# Task description
Write out the whole of the material exactly.

(Dataset records about object locations)

____

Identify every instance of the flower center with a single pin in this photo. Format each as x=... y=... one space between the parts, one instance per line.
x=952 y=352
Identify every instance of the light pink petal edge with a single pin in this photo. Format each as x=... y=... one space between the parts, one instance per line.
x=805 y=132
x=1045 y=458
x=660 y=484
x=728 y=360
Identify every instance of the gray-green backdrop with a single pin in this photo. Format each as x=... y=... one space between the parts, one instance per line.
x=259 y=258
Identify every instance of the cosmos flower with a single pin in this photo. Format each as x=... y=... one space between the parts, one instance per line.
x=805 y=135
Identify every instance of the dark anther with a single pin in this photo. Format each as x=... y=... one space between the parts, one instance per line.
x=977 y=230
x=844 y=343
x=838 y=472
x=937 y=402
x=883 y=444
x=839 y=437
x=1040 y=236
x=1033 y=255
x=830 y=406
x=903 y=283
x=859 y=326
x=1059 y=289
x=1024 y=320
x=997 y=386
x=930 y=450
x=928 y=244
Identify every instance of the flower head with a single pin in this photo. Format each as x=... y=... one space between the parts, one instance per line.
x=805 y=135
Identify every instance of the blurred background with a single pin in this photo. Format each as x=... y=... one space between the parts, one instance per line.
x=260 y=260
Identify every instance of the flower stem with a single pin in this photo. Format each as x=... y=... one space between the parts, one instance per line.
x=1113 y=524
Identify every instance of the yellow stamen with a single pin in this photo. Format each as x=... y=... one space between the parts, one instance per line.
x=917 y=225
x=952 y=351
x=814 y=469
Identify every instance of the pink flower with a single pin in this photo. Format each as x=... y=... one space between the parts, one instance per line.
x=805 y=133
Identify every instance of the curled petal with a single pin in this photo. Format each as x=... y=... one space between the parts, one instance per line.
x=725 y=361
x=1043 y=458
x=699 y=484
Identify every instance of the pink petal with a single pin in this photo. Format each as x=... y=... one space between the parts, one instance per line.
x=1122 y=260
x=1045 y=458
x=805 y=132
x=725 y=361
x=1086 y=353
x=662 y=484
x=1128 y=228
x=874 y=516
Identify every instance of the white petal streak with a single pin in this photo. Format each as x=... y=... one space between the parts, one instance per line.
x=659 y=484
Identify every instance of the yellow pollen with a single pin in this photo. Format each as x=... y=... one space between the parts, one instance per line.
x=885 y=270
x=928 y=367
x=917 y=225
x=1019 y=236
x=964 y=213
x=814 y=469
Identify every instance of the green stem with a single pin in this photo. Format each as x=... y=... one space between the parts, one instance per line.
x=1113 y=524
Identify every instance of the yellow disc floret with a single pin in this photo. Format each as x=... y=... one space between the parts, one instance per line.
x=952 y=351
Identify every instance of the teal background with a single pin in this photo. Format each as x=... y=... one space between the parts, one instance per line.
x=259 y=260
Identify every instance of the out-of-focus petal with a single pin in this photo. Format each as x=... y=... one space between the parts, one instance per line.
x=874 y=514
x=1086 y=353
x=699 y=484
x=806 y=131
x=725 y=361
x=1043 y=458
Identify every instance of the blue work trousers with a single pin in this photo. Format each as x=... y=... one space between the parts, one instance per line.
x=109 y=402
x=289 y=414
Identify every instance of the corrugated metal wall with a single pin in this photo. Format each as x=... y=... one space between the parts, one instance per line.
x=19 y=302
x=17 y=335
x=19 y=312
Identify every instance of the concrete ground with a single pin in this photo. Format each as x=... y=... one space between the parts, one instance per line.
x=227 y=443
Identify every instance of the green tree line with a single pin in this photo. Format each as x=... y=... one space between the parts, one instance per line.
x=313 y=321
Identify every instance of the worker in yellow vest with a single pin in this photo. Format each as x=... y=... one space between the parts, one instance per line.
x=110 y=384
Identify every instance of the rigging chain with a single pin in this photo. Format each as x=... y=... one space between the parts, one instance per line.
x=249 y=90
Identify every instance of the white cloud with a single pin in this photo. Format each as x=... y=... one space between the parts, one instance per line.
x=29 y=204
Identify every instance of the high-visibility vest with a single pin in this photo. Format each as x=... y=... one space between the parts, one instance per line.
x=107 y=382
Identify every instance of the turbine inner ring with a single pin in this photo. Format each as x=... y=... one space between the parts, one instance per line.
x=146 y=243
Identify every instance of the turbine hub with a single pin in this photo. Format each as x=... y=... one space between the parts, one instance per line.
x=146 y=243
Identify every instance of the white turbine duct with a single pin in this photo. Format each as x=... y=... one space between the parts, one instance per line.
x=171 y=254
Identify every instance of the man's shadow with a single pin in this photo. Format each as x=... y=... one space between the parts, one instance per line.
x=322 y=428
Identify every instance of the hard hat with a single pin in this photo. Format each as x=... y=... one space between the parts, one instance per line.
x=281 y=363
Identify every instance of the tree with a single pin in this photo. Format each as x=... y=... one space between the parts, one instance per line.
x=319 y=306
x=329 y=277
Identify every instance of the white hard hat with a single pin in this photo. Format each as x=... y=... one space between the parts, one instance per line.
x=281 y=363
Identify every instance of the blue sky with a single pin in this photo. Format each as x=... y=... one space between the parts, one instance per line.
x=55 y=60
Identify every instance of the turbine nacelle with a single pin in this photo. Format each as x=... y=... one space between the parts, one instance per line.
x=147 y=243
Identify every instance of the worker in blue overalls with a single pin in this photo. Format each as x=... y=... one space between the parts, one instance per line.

____

# Exercise solution
Identify every instance of the flower center with a single pin in this photo. Format each as x=... y=... one space between the parts, one instance per line.
x=952 y=352
Identify every instance of the light pink petal edge with a single pin in this photo. Format each as x=... y=... one space between the parts, one instance per line.
x=805 y=132
x=1045 y=458
x=660 y=484
x=728 y=360
Identify every instance of the gray-green backdrop with a single pin in this photo. Format each as x=... y=... one space between the parts, one instance per line.
x=259 y=258
Identify every instance of the cosmos flower with a single pin in this photo. Format each as x=... y=... one space between the parts, one instance per line.
x=805 y=135
Identify every instance of the dark anther with a single pin in this photo. Format each as x=... y=... one space between the parts, one instance per line.
x=977 y=230
x=844 y=343
x=838 y=472
x=937 y=402
x=883 y=444
x=839 y=437
x=1040 y=236
x=1033 y=255
x=830 y=406
x=903 y=283
x=859 y=326
x=1059 y=289
x=1024 y=320
x=997 y=386
x=930 y=450
x=928 y=244
Identify every instance of the flower head with a single pin in this photo. Format each as x=... y=... one space between the parts, one instance per line.
x=805 y=135
Identify every instance of the blurred background with a single pin in this photo. Format each as x=... y=... one space between the parts, one instance per line.
x=260 y=260
Identify every instance of the flower stem with a single pin in this photo. Format each as x=... y=... one space between the parts, one instance per line.
x=1113 y=524
Identify every instance of the yellow stamen with a single pin in this photo. Format each as x=... y=... one space between the parts, one instance per line.
x=917 y=225
x=952 y=351
x=814 y=469
Identify every instance of the pink flower with a single pin in this photo. Format each as x=... y=... one space between the parts, one instance per line.
x=805 y=133
Identify every instance of the curled petal with a single pin in this photo. Format each as x=... y=... one space between the parts, one instance per line.
x=725 y=361
x=1043 y=458
x=699 y=484
Identify every instance of the pink petal with a single pin in this photo. Format each as x=... y=... one space between the parts, one instance per line.
x=1122 y=260
x=1045 y=458
x=805 y=132
x=725 y=361
x=1086 y=353
x=662 y=484
x=1128 y=228
x=874 y=516
Identify every instance of the white petal streak with a single pin in this photo. Format each as x=... y=... one space between the parts, one instance per line.
x=659 y=484
Identify every instance of the yellow pollen with a single pin in this photo. Format each as x=... y=... one space between the parts, one instance per line.
x=885 y=270
x=928 y=367
x=917 y=225
x=1019 y=236
x=964 y=213
x=814 y=469
Identify every instance of the green stem with a single pin in this photo. Format each as x=... y=... one space between the parts, one instance per line.
x=1113 y=524
Identify every instance of the yellow disc floret with a single pin in this photo. Format each as x=... y=... one space between the parts, one instance per line.
x=952 y=351
Identify every instance of the teal background with a single pin in this photo. Format each as x=... y=... one space between the parts, one instance per line.
x=259 y=260
Identify every instance of the out-of-focus petal with a single pin in this photo. Format each as x=... y=... one space between the parts, one instance per line.
x=874 y=514
x=1086 y=353
x=699 y=484
x=806 y=131
x=725 y=361
x=1043 y=458
Identify every instance of the blue work trousers with a single pin in this photo. Format each as x=... y=... one space between the parts, one instance per line.
x=109 y=402
x=289 y=414
Identify every instance of the corrugated metal wall with a single pin in this photo. Format each as x=... y=... one space between the parts, one instance per line.
x=19 y=302
x=17 y=335
x=19 y=312
Identify every instance of the concrete ground with a single pin in this photo. Format each as x=... y=... one space between the parts, one instance per line.
x=227 y=443
Identify every instance of the green tree line with a single pin in this photo. Format each as x=... y=... one space between the parts, one instance per line.
x=313 y=321
Identify every instance of the worker in yellow vest with a single pin in this photo. Format each as x=... y=... one space between the parts, one instance per line.
x=110 y=384
Identify every instance of the rigging chain with a single pin in this photo. Format each as x=... y=... one space between the parts, one instance per line.
x=249 y=90
Identify every instance of the white cloud with a single pin in this photo. Format each as x=... y=... one space between the parts, one instance per line.
x=29 y=204
Identify every instance of the high-visibility vest with a single pin in this photo. Format each as x=... y=... one space between the parts, one instance per line.
x=107 y=382
Identify every instance of the turbine inner ring with a single pin in this photo. Format each as x=... y=... one space between the parts, one instance per line.
x=146 y=243
Identify every instance of the turbine hub with a single pin in this photo. Format each as x=... y=... one space between the parts, one instance per line.
x=146 y=243
Identify every instance of the white turbine duct with a single pin in this photo. Format each as x=... y=... one space between the parts, one instance per line.
x=171 y=254
Identify every instance of the man's shadow with a single pin in this photo. Format each as x=... y=... one space between the parts, one instance per line.
x=322 y=428
Identify every instance of the hard hat with a single pin in this photo. Format each as x=... y=... one space between the parts, one instance per line.
x=281 y=363
Identify every instance of the tree with a single pin in this photo. Format each as x=... y=... one space between the parts, one instance per line.
x=319 y=306
x=329 y=277
Identify every instance of the white hard hat with a single pin in this photo. Format each as x=... y=... one space between the parts, one instance per line.
x=281 y=363
Identify every instance of the blue sky with a single pin in this photo. Format each as x=... y=... one space between the parts, one instance per line.
x=55 y=60
Identify every instance of the turbine nacelle with a single pin in this photo. Format each as x=... y=... one space between the parts, one instance per line.
x=147 y=243
Identify every instance of the worker in blue overalls with a single pin in this photo. Format each as x=... y=... one space between the parts, one instance per line.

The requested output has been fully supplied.